#### [Aim of the task]
Return each of the entries below precisely as it appears.

[Dataset excerpts]

········

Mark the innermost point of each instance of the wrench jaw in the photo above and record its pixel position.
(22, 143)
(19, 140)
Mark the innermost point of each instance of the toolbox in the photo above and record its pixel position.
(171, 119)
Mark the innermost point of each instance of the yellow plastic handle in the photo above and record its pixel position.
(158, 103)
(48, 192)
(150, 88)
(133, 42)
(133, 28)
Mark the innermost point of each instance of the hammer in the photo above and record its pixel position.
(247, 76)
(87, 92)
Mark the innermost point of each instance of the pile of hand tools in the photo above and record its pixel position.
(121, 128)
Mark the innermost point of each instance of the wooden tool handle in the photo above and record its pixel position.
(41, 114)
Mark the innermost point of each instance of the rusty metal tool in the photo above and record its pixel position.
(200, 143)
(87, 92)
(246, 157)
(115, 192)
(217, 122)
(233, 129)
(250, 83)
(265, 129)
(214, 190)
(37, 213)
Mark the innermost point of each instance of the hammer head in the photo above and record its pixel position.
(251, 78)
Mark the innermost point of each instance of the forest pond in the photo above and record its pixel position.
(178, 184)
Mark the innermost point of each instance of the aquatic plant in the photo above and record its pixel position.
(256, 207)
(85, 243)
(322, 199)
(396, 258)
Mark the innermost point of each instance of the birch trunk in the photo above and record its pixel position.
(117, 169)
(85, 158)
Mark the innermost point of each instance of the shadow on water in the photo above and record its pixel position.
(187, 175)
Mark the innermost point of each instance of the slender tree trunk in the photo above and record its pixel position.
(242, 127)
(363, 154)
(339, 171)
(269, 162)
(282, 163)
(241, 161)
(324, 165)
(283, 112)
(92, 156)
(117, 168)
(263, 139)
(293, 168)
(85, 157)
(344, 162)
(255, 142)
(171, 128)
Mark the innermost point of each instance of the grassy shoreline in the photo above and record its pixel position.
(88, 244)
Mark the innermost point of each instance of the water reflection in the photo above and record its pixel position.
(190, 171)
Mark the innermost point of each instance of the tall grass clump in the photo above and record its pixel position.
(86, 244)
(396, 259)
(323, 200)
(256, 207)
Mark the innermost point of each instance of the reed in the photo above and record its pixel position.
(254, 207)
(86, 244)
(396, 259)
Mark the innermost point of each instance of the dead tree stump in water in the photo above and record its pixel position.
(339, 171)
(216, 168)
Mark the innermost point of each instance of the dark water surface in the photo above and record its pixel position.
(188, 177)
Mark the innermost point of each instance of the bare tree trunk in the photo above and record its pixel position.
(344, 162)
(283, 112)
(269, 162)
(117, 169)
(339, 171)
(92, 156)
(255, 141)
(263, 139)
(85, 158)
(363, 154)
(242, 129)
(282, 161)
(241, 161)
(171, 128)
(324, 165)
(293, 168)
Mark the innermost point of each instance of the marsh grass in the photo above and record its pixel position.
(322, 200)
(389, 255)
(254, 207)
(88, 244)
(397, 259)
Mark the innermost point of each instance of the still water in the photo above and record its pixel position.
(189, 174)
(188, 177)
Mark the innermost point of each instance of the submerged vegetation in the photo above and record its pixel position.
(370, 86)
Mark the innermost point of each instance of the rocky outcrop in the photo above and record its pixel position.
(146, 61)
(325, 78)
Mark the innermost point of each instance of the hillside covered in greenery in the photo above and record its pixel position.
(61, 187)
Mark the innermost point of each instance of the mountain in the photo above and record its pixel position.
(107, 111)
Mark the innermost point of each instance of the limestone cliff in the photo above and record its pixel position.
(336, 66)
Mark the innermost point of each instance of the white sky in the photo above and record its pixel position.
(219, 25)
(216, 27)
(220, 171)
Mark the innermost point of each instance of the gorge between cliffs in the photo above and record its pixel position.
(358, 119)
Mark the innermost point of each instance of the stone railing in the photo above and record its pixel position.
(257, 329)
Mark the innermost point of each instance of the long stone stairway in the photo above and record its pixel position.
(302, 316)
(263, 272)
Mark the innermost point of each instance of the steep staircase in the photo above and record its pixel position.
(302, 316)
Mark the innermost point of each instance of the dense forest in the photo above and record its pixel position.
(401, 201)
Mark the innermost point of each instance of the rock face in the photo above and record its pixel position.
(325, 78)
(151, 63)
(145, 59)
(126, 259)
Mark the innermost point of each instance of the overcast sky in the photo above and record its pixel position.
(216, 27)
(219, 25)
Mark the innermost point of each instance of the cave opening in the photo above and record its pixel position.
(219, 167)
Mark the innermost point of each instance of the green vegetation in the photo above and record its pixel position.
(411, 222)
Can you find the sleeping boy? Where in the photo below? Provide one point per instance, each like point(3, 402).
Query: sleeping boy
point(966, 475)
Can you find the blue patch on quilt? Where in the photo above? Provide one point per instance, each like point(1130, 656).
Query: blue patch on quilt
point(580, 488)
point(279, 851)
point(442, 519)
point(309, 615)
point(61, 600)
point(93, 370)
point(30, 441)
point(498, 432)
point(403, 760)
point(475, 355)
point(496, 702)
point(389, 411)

········

#### [Exercise output]
Mark the innermost point of each instance of the wrench jaw in the photo above and record its pixel position.
(22, 143)
(19, 140)
Mark the innermost point of each instance of the toolbox in the photo above and record its pixel position.
(171, 119)
Mark the innermost point of each instance of the yellow plastic handle in the photo above and record its pixel position.
(158, 103)
(48, 192)
(150, 88)
(133, 42)
(133, 28)
Mark the innermost point of each instance of the hammer in the photo above and record its pixel position.
(247, 76)
(87, 92)
Mark the innermost point of each instance of the pile of hand tools in the photo above and record its pixel position.
(121, 128)
Mark the innermost point of each instance of the wooden tool handle in the photo above and record its pixel position.
(41, 114)
Mark the innermost point of each instance of the rusty metal tool in the photo above and record its pixel position.
(200, 143)
(87, 92)
(246, 157)
(115, 192)
(217, 122)
(233, 129)
(250, 83)
(265, 129)
(214, 190)
(37, 213)
Mark the innermost point of each instance of the hammer head in the photo above and record its pixel position.
(251, 78)
Mark the innermost point of each instance of the forest pond in the photo above and record its pixel position.
(178, 184)
Mark the innermost point of each instance of the aquatic plant in the photo above and record its pixel position.
(256, 207)
(85, 243)
(322, 199)
(396, 258)
Mark the innermost point of each instance of the birch trunk in the photo above and record its pixel position.
(117, 169)
(85, 158)
Mark the innermost point of each instance of the shadow on water in the photo above and record its pixel position.
(187, 175)
Mark the innermost point of each instance of the slender tree trunk in the photo above and record its pixel position.
(242, 127)
(363, 154)
(339, 171)
(269, 162)
(282, 163)
(241, 161)
(324, 165)
(283, 112)
(92, 156)
(117, 168)
(263, 139)
(293, 168)
(85, 157)
(344, 162)
(255, 142)
(171, 128)
Mark the innermost point of each instance of the grassy shoreline in the photo above and record its pixel position.
(88, 244)
Mark the innermost point of each instance of the water reflection in the photo above and record its pixel position.
(190, 171)
Mark the innermost point of each instance of the tall grass clump in the photo above and record its pixel position.
(86, 244)
(396, 259)
(323, 200)
(256, 207)
Mark the innermost point of each instance of the reed in the photo above and record its pixel position.
(254, 207)
(86, 244)
(396, 259)
Mark the innermost point of each instance of the dead tree stump in water in the photo above and record its pixel position.
(339, 171)
(216, 168)
Mark the innermost point of each instance of the dark water surface in the photo above and record its pixel position.
(188, 177)
Mark the innermost point of each instance of the bare tree trunk in the photo above and record its pixel position.
(344, 162)
(283, 112)
(269, 162)
(117, 169)
(339, 171)
(92, 156)
(255, 141)
(263, 139)
(85, 158)
(363, 154)
(242, 129)
(282, 161)
(241, 161)
(171, 128)
(324, 165)
(293, 168)
Mark the innermost point of each instance of the marsh grass in the photo above and record its pixel position.
(322, 200)
(389, 255)
(254, 207)
(88, 244)
(397, 259)
Mark the innermost point of each instance of the still water in the photo above and record its pixel position.
(189, 174)
(188, 177)
Mark the innermost point of each instance of the submerged vegetation in the photo above and record its pixel position.
(370, 86)
Mark the innermost point of each instance of the rocky outcrop in the photo above and record its pixel position.
(146, 61)
(325, 78)
Mark the innermost point of each instance of the hillside covered in greenery in the photo above and record its pixel position.
(61, 187)
Mark the innermost point of each instance of the mountain in the photo above and record its pixel position.
(107, 111)
Mark the innermost point of each instance of the limestone cliff in the photo above and record its pixel position.
(336, 66)
Mark the innermost point of each instance of the white sky in the photo above and record its pixel position.
(219, 25)
(216, 27)
(220, 171)
Mark the innermost point of each instance of the gorge between cliffs in the photo above and record its pixel position.
(358, 119)
Mark the innermost point of each instance of the stone railing in the photo above and record its pixel position.
(257, 329)
Mark the innermost point of each instance of the long stone stairway in the photo above and record its pixel position.
(302, 316)
(263, 272)
Mark the innermost point of each instance of the steep staircase in the photo above and record its pixel position.
(302, 316)
Mark the innermost point of each instance of the dense forest in the photo above and record its pixel position.
(401, 201)
Mark the innermost point of each instance of the rock face in the photo above and record its pixel position.
(325, 78)
(151, 63)
(145, 59)
(126, 259)
Mark the innermost point of each instance of the overcast sky in the photo above and record its pixel position.
(216, 27)
(219, 25)
Mark the innermost point of each instance of the cave opening in the photo above and record its pixel position.
(219, 167)
Mark the innermost point of each instance of the green vegetation in the photo above and record its pixel position.
(411, 222)
Can you find the sleeping boy? Where in the photo below? Provide one point per instance, each like point(3, 402).
Query: sleeping boy
point(966, 475)
Can you find the blue patch on quilt? Where in the photo above? Provide one point per instance, each like point(1130, 656).
Query: blue patch on quilt
point(580, 488)
point(279, 851)
point(442, 519)
point(309, 615)
point(61, 600)
point(93, 370)
point(30, 441)
point(498, 432)
point(403, 760)
point(475, 355)
point(496, 702)
point(389, 411)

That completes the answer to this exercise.